## [Job]
Express the records below as a two-column CSV with the columns "request" and "answer", one row per record. Put each record's text and its answer in quoted fields, replacing every line break with a space.

** begin Input rows **

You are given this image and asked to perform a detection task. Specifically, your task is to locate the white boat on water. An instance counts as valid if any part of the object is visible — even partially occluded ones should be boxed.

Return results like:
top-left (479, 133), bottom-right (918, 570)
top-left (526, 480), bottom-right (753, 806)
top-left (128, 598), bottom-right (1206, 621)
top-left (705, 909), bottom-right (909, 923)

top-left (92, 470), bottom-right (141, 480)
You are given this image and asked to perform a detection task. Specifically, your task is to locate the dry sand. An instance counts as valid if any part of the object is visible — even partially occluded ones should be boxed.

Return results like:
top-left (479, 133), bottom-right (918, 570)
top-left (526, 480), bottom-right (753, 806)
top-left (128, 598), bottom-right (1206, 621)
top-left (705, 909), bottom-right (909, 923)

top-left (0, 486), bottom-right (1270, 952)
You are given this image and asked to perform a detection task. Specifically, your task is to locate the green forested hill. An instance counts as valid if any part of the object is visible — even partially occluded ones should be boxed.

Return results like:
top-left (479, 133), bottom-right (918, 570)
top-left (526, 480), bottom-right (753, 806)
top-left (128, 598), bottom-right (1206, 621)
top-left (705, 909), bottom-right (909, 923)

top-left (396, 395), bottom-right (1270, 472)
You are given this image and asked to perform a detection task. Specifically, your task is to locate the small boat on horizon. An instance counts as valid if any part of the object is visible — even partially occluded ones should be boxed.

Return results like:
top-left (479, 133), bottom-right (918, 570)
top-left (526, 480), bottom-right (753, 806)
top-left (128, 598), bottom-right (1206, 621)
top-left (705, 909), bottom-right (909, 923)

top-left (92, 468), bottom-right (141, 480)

** end Input rows **

## [Full answer]
request,answer
"You are given this image and asked to perform a detection task. Specifically, your task is to locate the white boat on water. An instance counts as valid if any part of the object is visible — even partially occluded ones should be boxed. Return results like: top-left (479, 133), bottom-right (918, 570) top-left (526, 480), bottom-right (753, 806) top-left (128, 598), bottom-right (1206, 621) top-left (705, 909), bottom-right (909, 923)","top-left (92, 470), bottom-right (141, 480)"
"You are given this image and asked to perform a detection task. Specifically, your task is to locate the dry sand. An instance counts as valid if any part of the object is visible — even partially occluded ones should be boxed. Return results like: top-left (479, 133), bottom-right (918, 570) top-left (526, 480), bottom-right (753, 806) top-left (128, 598), bottom-right (1206, 621) top-left (705, 909), bottom-right (909, 923)","top-left (0, 486), bottom-right (1270, 952)"
"You are given this image and asked to perform a detection task. Specifically, your task is to locate the green forested hill. An instance counts as valid if any part of the object is visible — even partially occluded ones should be boxed. Return results like: top-left (479, 133), bottom-right (918, 570) top-left (526, 480), bottom-right (753, 806) top-left (128, 598), bottom-right (1206, 621) top-left (705, 909), bottom-right (909, 923)","top-left (396, 395), bottom-right (1270, 472)"
"You are given this image and asked to perform a detection task. Specifically, your task is to locate the small boat on horizon. An instance counts as valid if any part of the object is visible — even partially occluded ones should be boxed. Return results like: top-left (479, 133), bottom-right (918, 570) top-left (526, 480), bottom-right (753, 806) top-left (128, 598), bottom-right (1206, 621) top-left (705, 909), bottom-right (909, 923)","top-left (92, 468), bottom-right (141, 480)"